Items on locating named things
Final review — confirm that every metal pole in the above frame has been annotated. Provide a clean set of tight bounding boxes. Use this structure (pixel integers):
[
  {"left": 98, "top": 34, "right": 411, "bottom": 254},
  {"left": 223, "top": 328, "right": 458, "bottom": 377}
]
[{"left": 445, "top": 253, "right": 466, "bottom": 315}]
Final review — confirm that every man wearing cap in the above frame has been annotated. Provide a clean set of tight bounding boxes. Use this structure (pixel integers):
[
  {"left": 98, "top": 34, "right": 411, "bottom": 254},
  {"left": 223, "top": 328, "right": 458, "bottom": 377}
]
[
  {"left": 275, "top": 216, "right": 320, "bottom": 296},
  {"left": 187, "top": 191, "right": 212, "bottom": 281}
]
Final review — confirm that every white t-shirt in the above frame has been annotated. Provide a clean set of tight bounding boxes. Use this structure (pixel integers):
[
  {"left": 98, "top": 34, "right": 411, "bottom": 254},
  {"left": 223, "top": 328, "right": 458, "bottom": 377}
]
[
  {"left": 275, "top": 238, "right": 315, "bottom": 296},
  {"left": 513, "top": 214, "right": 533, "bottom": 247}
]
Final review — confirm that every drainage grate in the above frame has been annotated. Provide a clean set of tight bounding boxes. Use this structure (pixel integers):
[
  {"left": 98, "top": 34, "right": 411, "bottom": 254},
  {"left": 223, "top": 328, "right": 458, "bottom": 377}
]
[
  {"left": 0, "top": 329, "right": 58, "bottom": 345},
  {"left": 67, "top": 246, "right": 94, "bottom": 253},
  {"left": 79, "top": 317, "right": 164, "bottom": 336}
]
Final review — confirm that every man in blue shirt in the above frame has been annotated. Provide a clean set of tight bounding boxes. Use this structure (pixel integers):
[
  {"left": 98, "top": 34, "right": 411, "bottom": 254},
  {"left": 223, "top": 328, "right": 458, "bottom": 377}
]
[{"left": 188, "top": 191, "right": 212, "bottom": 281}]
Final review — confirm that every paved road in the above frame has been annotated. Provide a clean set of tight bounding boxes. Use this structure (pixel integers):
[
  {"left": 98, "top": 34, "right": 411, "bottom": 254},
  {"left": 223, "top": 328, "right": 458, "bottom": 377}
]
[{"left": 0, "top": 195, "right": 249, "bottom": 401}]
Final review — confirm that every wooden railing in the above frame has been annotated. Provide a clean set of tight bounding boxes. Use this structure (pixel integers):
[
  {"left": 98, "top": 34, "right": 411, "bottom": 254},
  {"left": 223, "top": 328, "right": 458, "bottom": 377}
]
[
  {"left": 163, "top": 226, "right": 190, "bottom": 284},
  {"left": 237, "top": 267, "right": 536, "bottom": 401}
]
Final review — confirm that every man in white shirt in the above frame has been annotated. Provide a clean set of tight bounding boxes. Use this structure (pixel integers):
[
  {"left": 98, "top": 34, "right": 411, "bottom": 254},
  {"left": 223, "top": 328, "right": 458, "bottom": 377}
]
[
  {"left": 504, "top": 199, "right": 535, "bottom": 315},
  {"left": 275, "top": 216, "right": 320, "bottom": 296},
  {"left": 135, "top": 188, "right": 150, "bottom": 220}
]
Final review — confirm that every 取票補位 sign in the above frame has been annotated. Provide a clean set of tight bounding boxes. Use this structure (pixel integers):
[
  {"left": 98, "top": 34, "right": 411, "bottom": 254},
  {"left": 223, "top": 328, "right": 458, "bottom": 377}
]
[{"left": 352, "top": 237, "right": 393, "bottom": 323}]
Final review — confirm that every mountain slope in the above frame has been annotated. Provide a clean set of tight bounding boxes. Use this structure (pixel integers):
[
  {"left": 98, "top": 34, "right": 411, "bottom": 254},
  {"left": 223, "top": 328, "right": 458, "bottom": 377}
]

* **EXERCISE OBJECTIVE**: Starting at the line containing "Final review — confirm that every 取票補位" and continuing through the end of the items, rewrite the lines, substituting "whole-number pixels" for "pixel integers" and leaving everything else unchanged.

* **RESPONSE FOR THIS EXERCISE**:
Final review — confirm that every 取票補位 sign in the above frame has been annotated. Provide a clean set of tight bounding boxes. Use this structure (whole-number pixels):
[
  {"left": 98, "top": 34, "right": 411, "bottom": 254},
  {"left": 223, "top": 328, "right": 458, "bottom": 377}
]
[{"left": 352, "top": 237, "right": 393, "bottom": 323}]
Final review — confirm that every mountain slope in the above frame has been annotated. Provide a clean set of tight bounding boxes. Use this structure (whole-number pixels):
[
  {"left": 98, "top": 34, "right": 411, "bottom": 254},
  {"left": 223, "top": 328, "right": 458, "bottom": 377}
]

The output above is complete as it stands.